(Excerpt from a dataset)
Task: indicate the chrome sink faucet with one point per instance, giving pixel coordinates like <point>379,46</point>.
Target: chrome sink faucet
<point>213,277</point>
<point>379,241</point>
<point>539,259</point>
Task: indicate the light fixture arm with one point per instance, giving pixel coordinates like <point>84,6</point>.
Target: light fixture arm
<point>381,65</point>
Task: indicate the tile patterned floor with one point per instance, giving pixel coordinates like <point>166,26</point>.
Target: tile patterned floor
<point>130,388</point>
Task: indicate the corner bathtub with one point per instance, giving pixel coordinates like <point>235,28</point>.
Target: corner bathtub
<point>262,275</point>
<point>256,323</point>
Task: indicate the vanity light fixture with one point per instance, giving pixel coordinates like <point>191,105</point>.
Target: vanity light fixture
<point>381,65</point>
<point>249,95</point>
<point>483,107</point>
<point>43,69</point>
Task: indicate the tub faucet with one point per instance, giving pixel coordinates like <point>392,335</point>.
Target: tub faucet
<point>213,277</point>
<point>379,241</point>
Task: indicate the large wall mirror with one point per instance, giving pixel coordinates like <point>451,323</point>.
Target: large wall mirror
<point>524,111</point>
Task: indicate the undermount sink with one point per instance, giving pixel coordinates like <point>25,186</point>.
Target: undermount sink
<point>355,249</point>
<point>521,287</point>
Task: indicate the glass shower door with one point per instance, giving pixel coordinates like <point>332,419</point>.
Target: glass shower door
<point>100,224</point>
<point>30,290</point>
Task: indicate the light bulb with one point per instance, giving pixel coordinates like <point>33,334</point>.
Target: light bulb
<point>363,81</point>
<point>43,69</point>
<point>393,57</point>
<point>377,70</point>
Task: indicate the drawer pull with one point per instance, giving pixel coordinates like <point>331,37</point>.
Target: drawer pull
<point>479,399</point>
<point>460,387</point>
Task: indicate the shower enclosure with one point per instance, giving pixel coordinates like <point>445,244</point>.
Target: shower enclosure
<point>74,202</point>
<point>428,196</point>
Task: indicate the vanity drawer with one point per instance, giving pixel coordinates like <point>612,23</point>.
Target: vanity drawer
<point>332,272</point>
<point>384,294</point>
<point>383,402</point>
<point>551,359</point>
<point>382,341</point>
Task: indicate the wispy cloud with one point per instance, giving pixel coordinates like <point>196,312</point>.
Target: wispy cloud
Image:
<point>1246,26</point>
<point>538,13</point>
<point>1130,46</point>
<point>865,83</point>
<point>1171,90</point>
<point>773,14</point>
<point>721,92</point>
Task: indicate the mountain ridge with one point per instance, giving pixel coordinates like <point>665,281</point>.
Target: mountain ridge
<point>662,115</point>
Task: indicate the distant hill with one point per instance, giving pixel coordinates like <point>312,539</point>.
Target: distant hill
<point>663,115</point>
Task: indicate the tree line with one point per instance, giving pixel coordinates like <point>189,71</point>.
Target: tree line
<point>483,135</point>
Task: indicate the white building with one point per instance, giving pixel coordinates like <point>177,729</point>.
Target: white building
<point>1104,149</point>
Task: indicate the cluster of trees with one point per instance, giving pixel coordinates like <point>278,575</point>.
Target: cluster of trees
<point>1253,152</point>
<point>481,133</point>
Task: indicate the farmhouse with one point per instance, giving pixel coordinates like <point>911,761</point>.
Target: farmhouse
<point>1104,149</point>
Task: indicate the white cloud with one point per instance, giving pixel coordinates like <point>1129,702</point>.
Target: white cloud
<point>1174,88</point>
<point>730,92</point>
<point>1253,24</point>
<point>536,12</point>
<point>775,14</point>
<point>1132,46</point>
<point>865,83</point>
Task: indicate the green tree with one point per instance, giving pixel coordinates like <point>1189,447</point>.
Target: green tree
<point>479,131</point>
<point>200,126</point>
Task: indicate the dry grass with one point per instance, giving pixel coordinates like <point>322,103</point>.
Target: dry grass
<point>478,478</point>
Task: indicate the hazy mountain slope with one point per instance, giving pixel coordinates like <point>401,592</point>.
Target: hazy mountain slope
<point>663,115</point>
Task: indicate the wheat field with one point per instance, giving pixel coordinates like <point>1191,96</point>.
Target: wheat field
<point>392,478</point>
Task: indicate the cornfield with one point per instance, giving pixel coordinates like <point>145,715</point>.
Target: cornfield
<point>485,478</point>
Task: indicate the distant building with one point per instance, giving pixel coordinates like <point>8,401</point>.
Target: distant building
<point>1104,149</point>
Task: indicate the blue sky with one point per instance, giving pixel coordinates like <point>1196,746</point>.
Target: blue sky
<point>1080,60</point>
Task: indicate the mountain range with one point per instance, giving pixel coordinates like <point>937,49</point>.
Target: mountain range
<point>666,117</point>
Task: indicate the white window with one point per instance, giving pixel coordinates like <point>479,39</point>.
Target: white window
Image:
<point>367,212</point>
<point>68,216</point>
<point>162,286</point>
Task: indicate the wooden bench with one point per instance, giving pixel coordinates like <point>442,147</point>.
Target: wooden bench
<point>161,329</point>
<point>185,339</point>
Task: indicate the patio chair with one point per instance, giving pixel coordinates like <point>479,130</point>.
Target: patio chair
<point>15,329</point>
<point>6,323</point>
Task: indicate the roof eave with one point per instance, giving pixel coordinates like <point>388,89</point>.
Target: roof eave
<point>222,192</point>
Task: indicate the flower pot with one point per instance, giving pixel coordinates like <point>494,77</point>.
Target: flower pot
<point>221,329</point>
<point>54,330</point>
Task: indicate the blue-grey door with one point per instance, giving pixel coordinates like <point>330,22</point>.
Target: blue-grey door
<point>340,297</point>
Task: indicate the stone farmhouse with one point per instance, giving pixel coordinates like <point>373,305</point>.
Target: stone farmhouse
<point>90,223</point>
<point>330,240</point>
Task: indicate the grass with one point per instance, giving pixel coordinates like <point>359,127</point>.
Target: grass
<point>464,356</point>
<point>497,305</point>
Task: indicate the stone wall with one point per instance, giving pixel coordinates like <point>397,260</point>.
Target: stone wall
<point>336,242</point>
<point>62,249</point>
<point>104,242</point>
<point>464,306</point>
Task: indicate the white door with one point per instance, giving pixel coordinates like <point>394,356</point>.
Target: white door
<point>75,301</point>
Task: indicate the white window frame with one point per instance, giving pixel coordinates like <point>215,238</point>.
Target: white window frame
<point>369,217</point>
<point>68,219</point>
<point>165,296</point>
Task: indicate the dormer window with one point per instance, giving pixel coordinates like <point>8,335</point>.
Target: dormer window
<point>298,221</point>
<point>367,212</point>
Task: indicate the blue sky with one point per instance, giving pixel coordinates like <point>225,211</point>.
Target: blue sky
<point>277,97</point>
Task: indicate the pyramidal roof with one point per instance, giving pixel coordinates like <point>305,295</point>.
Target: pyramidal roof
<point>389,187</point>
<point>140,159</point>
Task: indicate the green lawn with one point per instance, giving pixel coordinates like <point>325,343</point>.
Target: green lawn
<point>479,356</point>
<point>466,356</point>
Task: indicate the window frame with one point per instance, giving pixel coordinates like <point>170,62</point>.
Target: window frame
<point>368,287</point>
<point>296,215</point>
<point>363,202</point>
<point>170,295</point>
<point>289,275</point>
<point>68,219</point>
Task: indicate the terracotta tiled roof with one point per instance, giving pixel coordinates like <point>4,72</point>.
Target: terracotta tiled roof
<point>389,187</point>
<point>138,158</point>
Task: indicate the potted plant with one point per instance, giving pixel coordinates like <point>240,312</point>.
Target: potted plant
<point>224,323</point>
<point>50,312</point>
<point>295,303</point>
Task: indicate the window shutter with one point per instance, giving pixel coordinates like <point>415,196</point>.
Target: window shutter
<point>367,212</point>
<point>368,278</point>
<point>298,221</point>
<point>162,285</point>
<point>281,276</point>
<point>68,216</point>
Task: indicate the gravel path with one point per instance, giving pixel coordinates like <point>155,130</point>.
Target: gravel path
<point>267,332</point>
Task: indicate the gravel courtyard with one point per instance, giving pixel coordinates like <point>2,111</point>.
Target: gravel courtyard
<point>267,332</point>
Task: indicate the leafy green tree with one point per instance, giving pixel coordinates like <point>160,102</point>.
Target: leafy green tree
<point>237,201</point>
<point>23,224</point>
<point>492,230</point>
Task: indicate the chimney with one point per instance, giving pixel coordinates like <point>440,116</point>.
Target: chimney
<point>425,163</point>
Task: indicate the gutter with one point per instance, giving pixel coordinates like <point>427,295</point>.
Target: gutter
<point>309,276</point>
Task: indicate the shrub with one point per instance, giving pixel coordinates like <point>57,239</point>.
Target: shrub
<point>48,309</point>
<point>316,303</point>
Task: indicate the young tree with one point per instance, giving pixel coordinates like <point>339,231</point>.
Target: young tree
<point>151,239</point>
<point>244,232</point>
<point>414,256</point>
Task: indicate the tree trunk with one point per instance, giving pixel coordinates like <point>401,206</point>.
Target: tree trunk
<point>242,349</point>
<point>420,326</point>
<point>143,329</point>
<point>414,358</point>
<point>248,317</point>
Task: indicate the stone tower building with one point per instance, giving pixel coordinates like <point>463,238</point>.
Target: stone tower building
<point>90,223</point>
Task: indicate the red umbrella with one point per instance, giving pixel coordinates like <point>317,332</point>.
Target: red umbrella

### TASK DIRECTIONS
Put the stretch of the records from the start through the line containing "<point>539,259</point>" into a numbered list. Omit any blank lines.

### FULL ANSWER
1. Task: indicate the chrome sink faucet with one point per instance, giving pixel coordinates like <point>379,46</point>.
2. Target: chrome sink faucet
3. <point>213,277</point>
4. <point>379,241</point>
5. <point>539,259</point>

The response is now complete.